WORK ORDER:
What lines in the listing include "larva"? Return a copy of each.

INFORMATION SHOWN:

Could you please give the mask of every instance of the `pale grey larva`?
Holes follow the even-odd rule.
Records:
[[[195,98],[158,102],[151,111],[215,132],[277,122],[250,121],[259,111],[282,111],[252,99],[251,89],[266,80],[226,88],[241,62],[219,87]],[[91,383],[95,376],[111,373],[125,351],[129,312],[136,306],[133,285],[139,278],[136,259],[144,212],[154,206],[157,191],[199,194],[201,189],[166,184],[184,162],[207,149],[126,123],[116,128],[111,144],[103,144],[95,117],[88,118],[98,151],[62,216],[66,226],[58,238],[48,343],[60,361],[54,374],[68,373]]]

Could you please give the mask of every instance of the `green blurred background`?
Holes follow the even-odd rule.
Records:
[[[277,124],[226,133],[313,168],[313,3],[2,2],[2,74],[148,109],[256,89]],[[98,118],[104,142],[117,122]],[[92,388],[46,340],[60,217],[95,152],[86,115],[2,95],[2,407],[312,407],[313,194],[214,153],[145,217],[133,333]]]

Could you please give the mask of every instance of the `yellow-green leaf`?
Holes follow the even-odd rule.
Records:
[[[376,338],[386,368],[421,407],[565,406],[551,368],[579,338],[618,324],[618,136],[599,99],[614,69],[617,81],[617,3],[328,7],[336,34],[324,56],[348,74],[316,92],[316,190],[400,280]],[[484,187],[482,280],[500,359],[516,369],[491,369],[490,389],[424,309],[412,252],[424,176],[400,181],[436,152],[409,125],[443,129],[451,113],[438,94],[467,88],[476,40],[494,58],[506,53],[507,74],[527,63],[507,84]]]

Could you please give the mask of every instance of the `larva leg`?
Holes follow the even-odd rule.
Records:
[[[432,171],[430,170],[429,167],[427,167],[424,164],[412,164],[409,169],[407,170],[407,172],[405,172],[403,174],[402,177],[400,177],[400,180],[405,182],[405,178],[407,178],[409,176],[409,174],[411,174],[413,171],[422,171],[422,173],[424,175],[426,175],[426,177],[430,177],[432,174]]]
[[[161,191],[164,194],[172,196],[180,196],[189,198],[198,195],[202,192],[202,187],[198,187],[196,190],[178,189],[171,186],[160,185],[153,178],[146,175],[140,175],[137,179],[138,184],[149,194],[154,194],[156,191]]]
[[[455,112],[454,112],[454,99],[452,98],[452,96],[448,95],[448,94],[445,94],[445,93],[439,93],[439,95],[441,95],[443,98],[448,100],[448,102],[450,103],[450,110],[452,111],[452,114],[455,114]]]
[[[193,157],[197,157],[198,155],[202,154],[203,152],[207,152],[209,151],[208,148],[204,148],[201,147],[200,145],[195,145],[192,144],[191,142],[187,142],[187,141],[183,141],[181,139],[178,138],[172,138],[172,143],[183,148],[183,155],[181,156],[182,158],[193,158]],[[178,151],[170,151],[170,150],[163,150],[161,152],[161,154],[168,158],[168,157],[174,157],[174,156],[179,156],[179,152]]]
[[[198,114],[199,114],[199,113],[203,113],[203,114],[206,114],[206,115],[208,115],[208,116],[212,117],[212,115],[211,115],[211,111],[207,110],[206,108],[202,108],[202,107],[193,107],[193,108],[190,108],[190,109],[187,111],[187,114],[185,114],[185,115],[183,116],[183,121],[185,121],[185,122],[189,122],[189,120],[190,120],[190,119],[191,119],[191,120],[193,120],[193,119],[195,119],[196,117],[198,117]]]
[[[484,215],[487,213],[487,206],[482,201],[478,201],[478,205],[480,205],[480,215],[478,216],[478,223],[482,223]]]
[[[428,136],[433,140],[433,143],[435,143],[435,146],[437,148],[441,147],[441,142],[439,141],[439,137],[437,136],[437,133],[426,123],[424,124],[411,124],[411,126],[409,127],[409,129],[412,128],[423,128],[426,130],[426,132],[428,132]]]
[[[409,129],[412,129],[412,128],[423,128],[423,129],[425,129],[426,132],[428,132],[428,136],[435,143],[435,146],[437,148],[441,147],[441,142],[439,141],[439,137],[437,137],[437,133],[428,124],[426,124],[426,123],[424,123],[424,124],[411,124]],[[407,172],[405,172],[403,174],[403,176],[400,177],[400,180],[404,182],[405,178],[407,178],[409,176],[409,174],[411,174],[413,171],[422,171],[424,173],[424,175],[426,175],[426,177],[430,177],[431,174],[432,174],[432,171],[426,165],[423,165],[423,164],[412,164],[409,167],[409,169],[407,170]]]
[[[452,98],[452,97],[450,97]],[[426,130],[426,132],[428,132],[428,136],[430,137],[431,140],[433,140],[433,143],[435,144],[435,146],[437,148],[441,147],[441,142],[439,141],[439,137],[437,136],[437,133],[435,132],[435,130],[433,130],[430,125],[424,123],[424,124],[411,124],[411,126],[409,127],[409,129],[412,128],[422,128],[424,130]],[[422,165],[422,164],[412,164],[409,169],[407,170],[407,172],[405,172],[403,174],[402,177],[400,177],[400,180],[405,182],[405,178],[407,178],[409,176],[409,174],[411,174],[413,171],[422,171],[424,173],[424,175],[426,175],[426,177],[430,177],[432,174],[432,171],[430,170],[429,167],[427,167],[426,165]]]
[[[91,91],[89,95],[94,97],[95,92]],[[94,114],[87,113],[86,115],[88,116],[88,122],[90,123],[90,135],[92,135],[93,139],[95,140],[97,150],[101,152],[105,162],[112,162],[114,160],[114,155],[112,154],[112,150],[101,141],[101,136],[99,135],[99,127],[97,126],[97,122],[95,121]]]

ANSWER BOX:
Could you please give the mask of every instance of the `pale grey larva`?
Could you please give the mask of every instance of the `larva leg`?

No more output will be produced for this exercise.